# START OF Information supplied
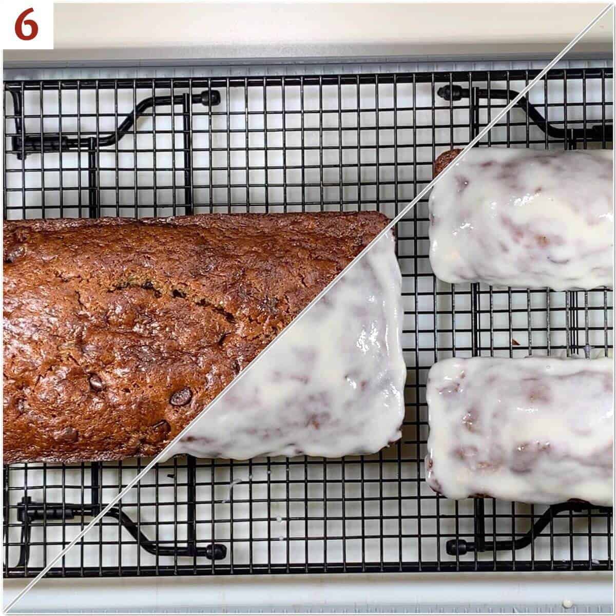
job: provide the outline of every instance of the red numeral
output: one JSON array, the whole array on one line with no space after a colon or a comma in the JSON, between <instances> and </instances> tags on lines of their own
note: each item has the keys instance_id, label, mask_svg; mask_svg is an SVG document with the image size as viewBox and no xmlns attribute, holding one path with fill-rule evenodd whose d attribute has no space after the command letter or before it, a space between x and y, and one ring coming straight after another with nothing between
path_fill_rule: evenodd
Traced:
<instances>
[{"instance_id":1,"label":"red numeral","mask_svg":"<svg viewBox=\"0 0 616 616\"><path fill-rule=\"evenodd\" d=\"M33 19L26 19L26 17L32 12L34 12L34 9L31 7L26 9L20 14L15 22L15 33L17 35L17 38L22 41L31 41L38 34L38 24ZM29 34L23 33L24 26L30 26Z\"/></svg>"}]
</instances>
# END OF Information supplied
_The problem_:
Rewrite every line of the material above as a numbered list, skipping blank lines and leaving out the pictures.

_The answer_:
1. job: provide the outline of every instance of the red numeral
2. output: one JSON array, the whole array on one line with no space after a colon or a comma in the JSON, between <instances> and </instances> tags on lines of their own
3. note: each item has the keys instance_id, label, mask_svg; mask_svg is an SVG document with the image size as viewBox and no xmlns attribute, holding one path with fill-rule evenodd whose d attribute has no space after the command letter or before it, a space between x and y, and one ring coming straight after another with nothing between
4. path_fill_rule: evenodd
5. Traced:
6. <instances>
7. [{"instance_id":1,"label":"red numeral","mask_svg":"<svg viewBox=\"0 0 616 616\"><path fill-rule=\"evenodd\" d=\"M33 19L26 19L26 17L32 12L34 12L34 9L31 7L26 9L20 14L15 22L15 33L17 35L17 38L22 41L31 41L38 34L38 24ZM29 34L23 33L24 26L30 26Z\"/></svg>"}]
8. </instances>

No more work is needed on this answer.